Transcribe exactly the lines that begin the material and continue through the line containing "Where can you see the green jalapeno". Leave out whatever follows.

+---+

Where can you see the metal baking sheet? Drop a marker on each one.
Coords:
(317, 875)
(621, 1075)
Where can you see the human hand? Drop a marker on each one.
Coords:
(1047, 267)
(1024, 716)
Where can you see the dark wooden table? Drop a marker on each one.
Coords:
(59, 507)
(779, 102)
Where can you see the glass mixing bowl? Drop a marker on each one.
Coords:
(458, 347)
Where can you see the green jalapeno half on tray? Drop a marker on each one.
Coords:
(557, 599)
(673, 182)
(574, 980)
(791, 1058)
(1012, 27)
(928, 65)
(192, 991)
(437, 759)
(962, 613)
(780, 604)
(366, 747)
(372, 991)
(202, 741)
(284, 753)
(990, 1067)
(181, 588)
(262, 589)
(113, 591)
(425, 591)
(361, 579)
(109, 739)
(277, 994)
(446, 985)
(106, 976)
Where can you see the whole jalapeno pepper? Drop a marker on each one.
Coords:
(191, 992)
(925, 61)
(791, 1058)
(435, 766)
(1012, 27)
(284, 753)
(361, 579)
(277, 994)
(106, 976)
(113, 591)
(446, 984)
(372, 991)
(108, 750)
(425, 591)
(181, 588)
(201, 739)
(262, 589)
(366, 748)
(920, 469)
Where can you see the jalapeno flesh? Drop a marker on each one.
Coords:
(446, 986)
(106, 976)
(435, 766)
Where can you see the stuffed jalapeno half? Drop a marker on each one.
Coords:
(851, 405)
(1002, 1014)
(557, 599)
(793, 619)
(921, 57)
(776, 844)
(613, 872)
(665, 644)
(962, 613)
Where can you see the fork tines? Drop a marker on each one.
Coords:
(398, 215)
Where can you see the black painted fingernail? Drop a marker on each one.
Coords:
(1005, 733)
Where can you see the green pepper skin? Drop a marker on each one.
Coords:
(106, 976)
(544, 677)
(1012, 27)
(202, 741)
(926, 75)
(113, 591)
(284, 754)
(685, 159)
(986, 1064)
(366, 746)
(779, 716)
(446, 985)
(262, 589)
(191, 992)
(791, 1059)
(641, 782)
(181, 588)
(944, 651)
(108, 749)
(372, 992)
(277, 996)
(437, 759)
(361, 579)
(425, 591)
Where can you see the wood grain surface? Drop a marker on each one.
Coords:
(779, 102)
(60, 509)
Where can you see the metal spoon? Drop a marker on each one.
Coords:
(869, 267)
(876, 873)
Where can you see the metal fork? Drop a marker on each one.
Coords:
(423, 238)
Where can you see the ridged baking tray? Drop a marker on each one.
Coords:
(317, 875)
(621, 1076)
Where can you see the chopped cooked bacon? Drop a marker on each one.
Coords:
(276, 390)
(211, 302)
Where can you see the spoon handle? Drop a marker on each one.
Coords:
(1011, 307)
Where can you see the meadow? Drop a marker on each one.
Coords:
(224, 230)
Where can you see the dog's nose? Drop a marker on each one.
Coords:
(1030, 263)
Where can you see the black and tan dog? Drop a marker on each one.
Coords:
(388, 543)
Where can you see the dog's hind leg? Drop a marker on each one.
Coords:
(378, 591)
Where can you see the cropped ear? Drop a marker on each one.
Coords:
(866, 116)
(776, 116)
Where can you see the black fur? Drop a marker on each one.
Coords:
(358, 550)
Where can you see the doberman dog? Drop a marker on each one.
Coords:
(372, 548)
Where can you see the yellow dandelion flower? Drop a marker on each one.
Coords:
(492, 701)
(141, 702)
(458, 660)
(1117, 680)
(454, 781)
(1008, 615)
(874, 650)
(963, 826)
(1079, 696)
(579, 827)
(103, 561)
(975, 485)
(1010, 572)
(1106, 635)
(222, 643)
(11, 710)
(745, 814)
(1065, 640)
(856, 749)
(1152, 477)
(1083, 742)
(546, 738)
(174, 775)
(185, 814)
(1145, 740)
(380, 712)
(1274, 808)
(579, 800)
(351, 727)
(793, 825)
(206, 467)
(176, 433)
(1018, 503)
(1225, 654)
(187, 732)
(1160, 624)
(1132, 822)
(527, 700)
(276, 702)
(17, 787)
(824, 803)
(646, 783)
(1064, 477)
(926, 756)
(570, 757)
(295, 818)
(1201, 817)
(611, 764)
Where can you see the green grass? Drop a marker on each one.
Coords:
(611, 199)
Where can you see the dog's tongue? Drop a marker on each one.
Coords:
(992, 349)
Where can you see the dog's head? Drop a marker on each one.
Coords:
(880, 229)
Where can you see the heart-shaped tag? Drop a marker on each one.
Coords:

+---+

TASK RESPONSE ▸
Where can you see the metal baking sheet? Drop a marker on each one.
Coords:
(317, 875)
(621, 1075)
Where can you see the human hand? Drop a marker on each one.
Coords:
(1047, 267)
(1024, 716)
Where can you see the dark wooden table? Drop a marker on each one.
Coords:
(59, 507)
(779, 102)
Where can you see the glass mixing bowl? Drop a marker on each one.
Coords:
(458, 347)
Where can you see the green jalapeno half on tray? Drop a marker on each one.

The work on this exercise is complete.